- **What the task asks**
Take every line from the material that has the word "note" in it.

- **Material shown**
§

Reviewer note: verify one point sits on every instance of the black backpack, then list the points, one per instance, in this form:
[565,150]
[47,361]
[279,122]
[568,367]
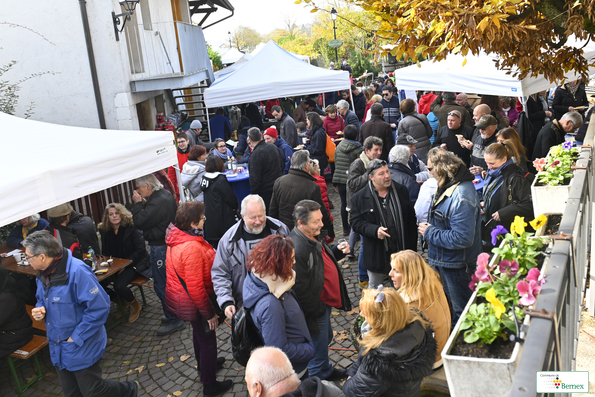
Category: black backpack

§

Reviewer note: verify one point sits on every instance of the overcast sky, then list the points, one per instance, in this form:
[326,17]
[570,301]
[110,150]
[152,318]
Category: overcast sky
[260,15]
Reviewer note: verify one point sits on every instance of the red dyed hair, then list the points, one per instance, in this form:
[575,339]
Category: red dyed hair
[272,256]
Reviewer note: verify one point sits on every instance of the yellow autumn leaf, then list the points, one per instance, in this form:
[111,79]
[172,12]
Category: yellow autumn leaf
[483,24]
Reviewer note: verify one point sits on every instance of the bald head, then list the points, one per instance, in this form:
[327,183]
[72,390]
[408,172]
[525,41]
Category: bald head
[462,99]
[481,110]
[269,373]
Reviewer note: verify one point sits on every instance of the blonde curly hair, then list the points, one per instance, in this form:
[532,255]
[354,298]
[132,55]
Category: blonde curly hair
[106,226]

§

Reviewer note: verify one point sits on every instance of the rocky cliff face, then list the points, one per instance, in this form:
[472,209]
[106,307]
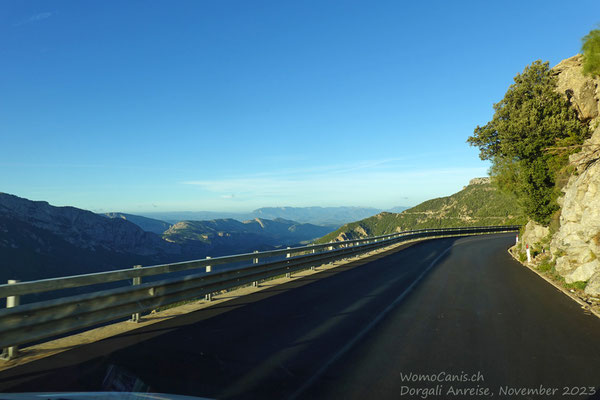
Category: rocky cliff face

§

- **Solved problem**
Reviewer note: verify one point sits on every instance of the black backpack, then list the points, one per instance, in this form:
Reviewer note: verify one point sits on every instance of the overcast sky, then list the points, one per instance, in this form:
Reviewer note: verify one point sits on every instance of the red dyed hair, then list the points, one per instance, in this form:
Reviewer note: verify one point sits on every instance of the yellow autumn leaf, then list the points, one per instance, in this form:
Reviewer note: verify one point sits on every instance of the bald head, then list the points, one per instance, in this form:
Reviewer note: verify one point sits on every instance of the blonde curly hair, then list the points, one per instance, in this form:
Reviewer note: verify one point sits on every instance of the rocky cliff face, then list the points, one per instance, in this form:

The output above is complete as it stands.